◆ PROBLEM
Reproduce every line of the listing below word for word, leaving out the pictures.

* Begin INPUT RECORDS *

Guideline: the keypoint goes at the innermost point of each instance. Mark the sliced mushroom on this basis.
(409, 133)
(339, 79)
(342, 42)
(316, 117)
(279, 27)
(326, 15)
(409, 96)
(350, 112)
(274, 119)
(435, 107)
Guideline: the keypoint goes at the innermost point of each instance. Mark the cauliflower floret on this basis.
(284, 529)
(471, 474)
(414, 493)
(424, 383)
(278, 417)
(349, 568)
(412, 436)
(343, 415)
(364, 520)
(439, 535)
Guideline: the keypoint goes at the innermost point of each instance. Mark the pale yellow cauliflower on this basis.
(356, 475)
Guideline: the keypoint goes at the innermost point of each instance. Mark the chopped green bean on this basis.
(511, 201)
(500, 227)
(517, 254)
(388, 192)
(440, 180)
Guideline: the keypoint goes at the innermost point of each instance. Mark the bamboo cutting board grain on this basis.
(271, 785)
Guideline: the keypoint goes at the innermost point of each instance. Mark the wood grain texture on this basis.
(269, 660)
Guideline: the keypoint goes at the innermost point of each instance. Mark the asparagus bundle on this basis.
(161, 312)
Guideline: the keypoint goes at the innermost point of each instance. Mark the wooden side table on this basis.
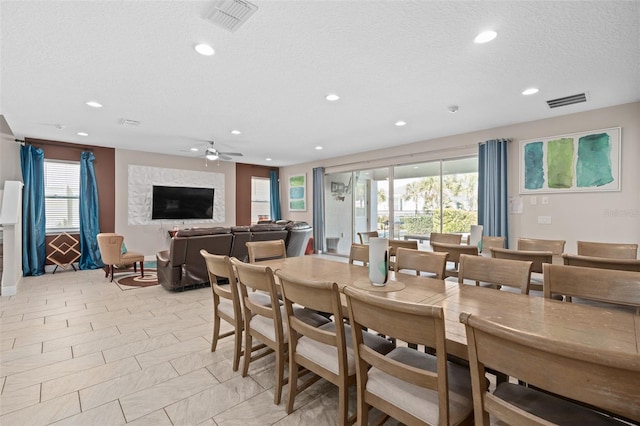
(65, 251)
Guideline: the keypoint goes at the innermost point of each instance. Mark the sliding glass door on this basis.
(400, 201)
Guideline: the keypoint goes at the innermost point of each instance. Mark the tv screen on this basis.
(179, 202)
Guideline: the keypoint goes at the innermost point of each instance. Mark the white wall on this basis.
(596, 216)
(9, 154)
(151, 238)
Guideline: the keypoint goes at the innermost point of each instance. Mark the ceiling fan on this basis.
(213, 154)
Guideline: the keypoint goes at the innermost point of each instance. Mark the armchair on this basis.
(110, 246)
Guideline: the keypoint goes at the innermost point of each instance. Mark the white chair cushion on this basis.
(421, 402)
(327, 355)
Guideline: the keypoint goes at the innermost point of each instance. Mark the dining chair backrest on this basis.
(537, 257)
(489, 242)
(261, 320)
(438, 237)
(421, 261)
(499, 272)
(556, 247)
(364, 236)
(603, 285)
(601, 262)
(226, 301)
(475, 235)
(607, 380)
(379, 375)
(266, 250)
(610, 250)
(455, 251)
(359, 253)
(306, 342)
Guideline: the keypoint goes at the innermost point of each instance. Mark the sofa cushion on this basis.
(193, 232)
(267, 227)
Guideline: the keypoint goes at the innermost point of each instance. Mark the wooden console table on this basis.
(65, 251)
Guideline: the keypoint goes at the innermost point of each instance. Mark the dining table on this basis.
(597, 327)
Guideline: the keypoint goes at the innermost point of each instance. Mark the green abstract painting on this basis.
(578, 162)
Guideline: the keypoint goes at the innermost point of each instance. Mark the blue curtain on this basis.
(33, 217)
(493, 195)
(89, 226)
(318, 209)
(275, 196)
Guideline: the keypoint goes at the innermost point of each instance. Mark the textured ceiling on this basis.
(388, 61)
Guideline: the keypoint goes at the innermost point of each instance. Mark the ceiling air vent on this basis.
(567, 100)
(128, 122)
(231, 14)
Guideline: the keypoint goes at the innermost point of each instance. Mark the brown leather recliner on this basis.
(183, 265)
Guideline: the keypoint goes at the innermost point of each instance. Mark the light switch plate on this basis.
(544, 220)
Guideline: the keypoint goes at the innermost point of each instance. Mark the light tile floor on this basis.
(75, 349)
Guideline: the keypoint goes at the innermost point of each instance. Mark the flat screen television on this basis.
(179, 202)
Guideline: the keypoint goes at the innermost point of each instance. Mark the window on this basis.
(260, 199)
(61, 196)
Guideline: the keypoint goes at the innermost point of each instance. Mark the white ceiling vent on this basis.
(128, 122)
(231, 14)
(567, 100)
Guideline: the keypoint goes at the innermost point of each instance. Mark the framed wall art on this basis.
(298, 193)
(576, 162)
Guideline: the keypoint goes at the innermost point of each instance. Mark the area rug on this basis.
(127, 279)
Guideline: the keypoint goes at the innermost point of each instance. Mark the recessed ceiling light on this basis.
(204, 49)
(485, 36)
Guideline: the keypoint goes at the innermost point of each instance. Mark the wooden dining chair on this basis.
(618, 287)
(359, 253)
(601, 262)
(266, 250)
(610, 250)
(454, 250)
(489, 242)
(421, 261)
(411, 386)
(556, 247)
(327, 350)
(394, 245)
(537, 257)
(226, 302)
(605, 380)
(438, 237)
(364, 236)
(265, 322)
(498, 272)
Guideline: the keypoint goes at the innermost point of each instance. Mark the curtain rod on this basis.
(394, 157)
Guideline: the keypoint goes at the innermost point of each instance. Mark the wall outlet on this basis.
(544, 220)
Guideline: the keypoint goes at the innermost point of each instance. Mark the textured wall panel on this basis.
(142, 179)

* End INPUT RECORDS *

◆ RESPONSE TO THIS EXERCISE
Guideline: the keypoint goes at the innermost point of each instance. Mark the sliced mushroom on this basis.
(409, 133)
(339, 79)
(342, 42)
(316, 117)
(279, 27)
(326, 15)
(409, 96)
(350, 112)
(274, 119)
(435, 107)
Guideline: the keypoint goes at the innermost point of each instance. Mark the cauliflower floret on this basis.
(284, 529)
(471, 474)
(414, 493)
(424, 383)
(278, 417)
(349, 568)
(412, 436)
(343, 415)
(364, 520)
(439, 535)
Guideline: the keypoint goes at the innermost point of each instance. Mark the pale yellow cauliflower on this basis.
(356, 475)
Guideline: the keypoint goes at the innermost point of each instance. Mark the chopped green bean on this basis.
(511, 201)
(500, 227)
(517, 254)
(388, 192)
(440, 180)
Guideline: the keypoint goes at the innermost point of each instance. Mark the bamboo cutting board grain on this basis.
(271, 785)
Guideline: the keypoint goes at the innermost point of each instance. Mark the wood grain texture on this basis.
(269, 660)
Guideline: the keypoint goes at the innermost point of each instance. Mark the asparagus bundle on this basis.
(161, 312)
Guideline: the keypoint goes at the innermost point of each instance. Mark the wooden side table on this basis.
(65, 251)
Guideline: the keypoint goes at the innermost point of each instance. Mark the sliding glass door on this basis.
(400, 201)
Guideline: the keypoint goes at the innermost point of each instance. Mark the tv screen on this basis.
(179, 202)
Guideline: the keypoint goes at the innermost point of each instance. Mark the white wall on this basis.
(596, 216)
(9, 154)
(151, 238)
Guideline: the keypoint goes at the innermost point of each instance. Mark the ceiling fan on this basis.
(213, 154)
Guideline: the keypoint goes at the innermost point of each instance. Mark the armchair on this basis.
(110, 246)
Guideline: the keypoint goes at the innermost point of each instance. Mark the white chair cushion on this basis.
(421, 402)
(327, 355)
Guideline: the keypoint goes at the innermost point of each instance. Mark the dining chair backrest on this basis.
(537, 257)
(489, 242)
(261, 320)
(438, 237)
(421, 261)
(499, 272)
(556, 247)
(364, 236)
(603, 285)
(601, 262)
(226, 301)
(475, 235)
(607, 380)
(379, 375)
(266, 250)
(610, 250)
(455, 251)
(359, 253)
(306, 342)
Guideline: the keypoint goes at the innermost point of each instance. Mark the sofa cushion on this basis.
(193, 232)
(267, 227)
Guideline: the keypoint goes at the innermost point of each instance. Mark the wooden console table on this basis.
(65, 251)
Guideline: the keypoint goes at the innermost point of each instance. Mark the dining table on this basis.
(597, 327)
Guideline: the keypoint goes at the innermost point of each instance. Mark the green abstract painting on this basis.
(578, 162)
Guideline: the keypoint goes at the innermost point of each instance. Mark the blue curtain on this basis.
(33, 217)
(493, 195)
(89, 226)
(318, 209)
(275, 196)
Guideline: the keypoint goes at the innermost point of each instance. Mark the textured ceiling on this basis.
(388, 61)
Guideline: the keypoint goes at the innermost point of each instance. Mark the ceiling air vent on this basis.
(567, 100)
(128, 122)
(231, 14)
Guideline: the keypoint goes at the innermost point of each instance. Mark the brown leather recliner on this basis.
(183, 265)
Guideline: the keypoint goes at the innermost point of each instance. Mark the light switch plate on this basis.
(544, 220)
Guideline: the keypoint goes at the innermost point of each instance. Mark the light tile floor on this basis.
(75, 349)
Guideline: the keypoint goes at the innermost point of each instance. Mark the flat screen television on this basis.
(179, 202)
Guideline: the keypoint goes at the innermost point of each instance. Mark the window on this basis.
(260, 199)
(61, 196)
Guideline: the keypoint goes at the innermost point of each instance. Mark the white ceiling vent on this basis.
(128, 122)
(231, 14)
(567, 100)
Guideline: the keypoint goes at the innermost point of each instance. Mark the framed wall art on this basis.
(298, 193)
(576, 162)
Guideline: the keypoint goes at the innermost point of each instance. Mark the area rug on this basis.
(127, 279)
Guideline: the keypoint goes at the innermost point of each instance. Mark the recessed ceiling light on this basis.
(204, 49)
(485, 36)
Guideline: the keypoint goes at the innermost point of each instance. Mark the wooden dining chair on this basis.
(618, 287)
(359, 253)
(601, 262)
(266, 250)
(610, 250)
(454, 250)
(489, 242)
(421, 261)
(411, 386)
(556, 247)
(327, 350)
(394, 245)
(537, 257)
(226, 302)
(605, 380)
(438, 237)
(364, 236)
(265, 322)
(498, 272)
Guideline: the keypoint goes at the innermost point of each instance. Mark the curtain rod on this basis.
(394, 157)
Guideline: the keypoint goes at the innermost point of each instance. Mark the wall outlet on this basis.
(544, 220)
Guideline: the keypoint goes at the innermost point of each instance. Mark the textured wall panel on this basis.
(142, 179)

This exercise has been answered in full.